Exercise description
Report each line of the entries that contains the word "below", copied in full.

▬▬▬▬▬▬

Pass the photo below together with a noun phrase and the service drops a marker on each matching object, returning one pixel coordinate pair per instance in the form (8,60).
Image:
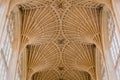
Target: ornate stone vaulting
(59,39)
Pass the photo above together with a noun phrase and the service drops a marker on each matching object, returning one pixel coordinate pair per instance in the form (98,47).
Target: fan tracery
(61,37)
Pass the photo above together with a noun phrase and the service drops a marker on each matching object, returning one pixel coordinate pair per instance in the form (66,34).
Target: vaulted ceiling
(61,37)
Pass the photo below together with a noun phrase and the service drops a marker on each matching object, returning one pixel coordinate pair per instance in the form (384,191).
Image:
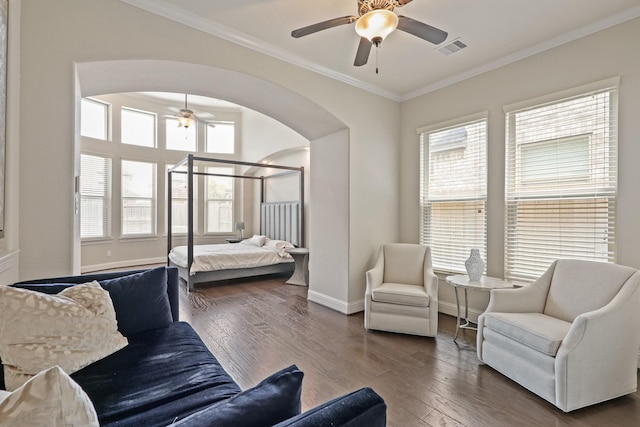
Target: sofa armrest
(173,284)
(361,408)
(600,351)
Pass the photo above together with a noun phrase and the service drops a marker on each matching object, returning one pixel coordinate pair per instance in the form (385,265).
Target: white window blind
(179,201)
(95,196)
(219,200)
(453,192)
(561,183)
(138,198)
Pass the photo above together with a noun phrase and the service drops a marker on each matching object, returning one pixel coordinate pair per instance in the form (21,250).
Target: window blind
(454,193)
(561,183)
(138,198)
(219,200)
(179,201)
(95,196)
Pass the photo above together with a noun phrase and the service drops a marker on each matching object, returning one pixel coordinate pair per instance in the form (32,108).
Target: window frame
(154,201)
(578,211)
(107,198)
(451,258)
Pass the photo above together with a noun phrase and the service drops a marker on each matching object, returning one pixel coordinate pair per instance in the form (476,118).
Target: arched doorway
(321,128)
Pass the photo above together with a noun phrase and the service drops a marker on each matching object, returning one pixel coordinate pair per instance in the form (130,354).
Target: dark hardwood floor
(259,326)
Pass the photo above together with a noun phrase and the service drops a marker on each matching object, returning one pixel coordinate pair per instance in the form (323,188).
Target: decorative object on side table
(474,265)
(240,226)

▬▬▬▬▬▬

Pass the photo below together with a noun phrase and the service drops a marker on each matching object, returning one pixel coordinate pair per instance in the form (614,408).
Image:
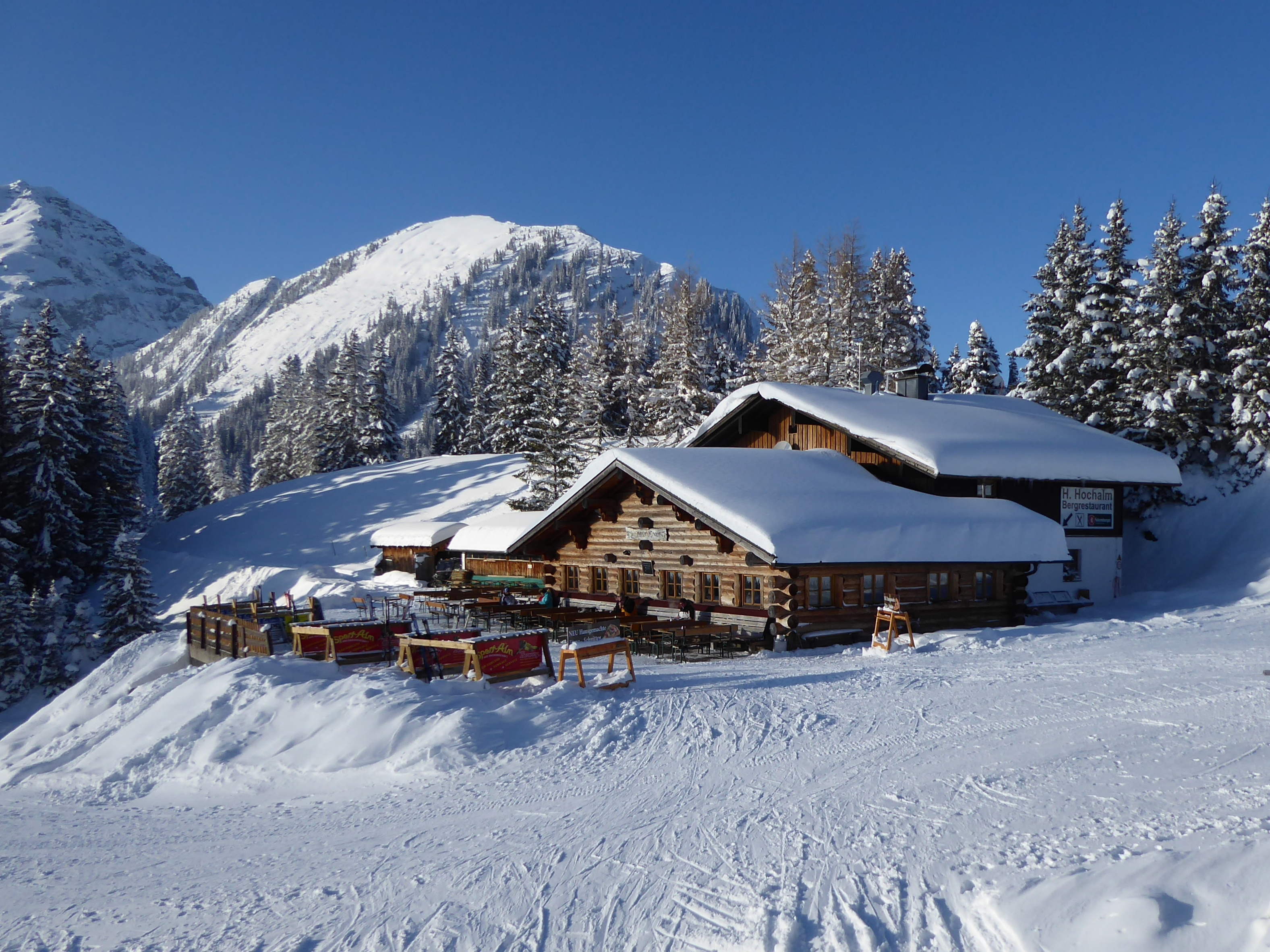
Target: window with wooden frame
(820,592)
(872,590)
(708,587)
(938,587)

▬▬▬▬▬▬

Answer box
Pass the photo below together with a noun phrase and the service drops a marker on each matching object, returning one pixel coordinate pair per instance in the form (8,60).
Pass the photo below together with a noun phrase and the service drops a marker on each matching object, returning one pixel coordinate pair per instance in the form (384,191).
Pass the photo below together with a noun phrase and the service drops a marker on each matching object, returning one pixel coordinate pair per instance in the form (614,408).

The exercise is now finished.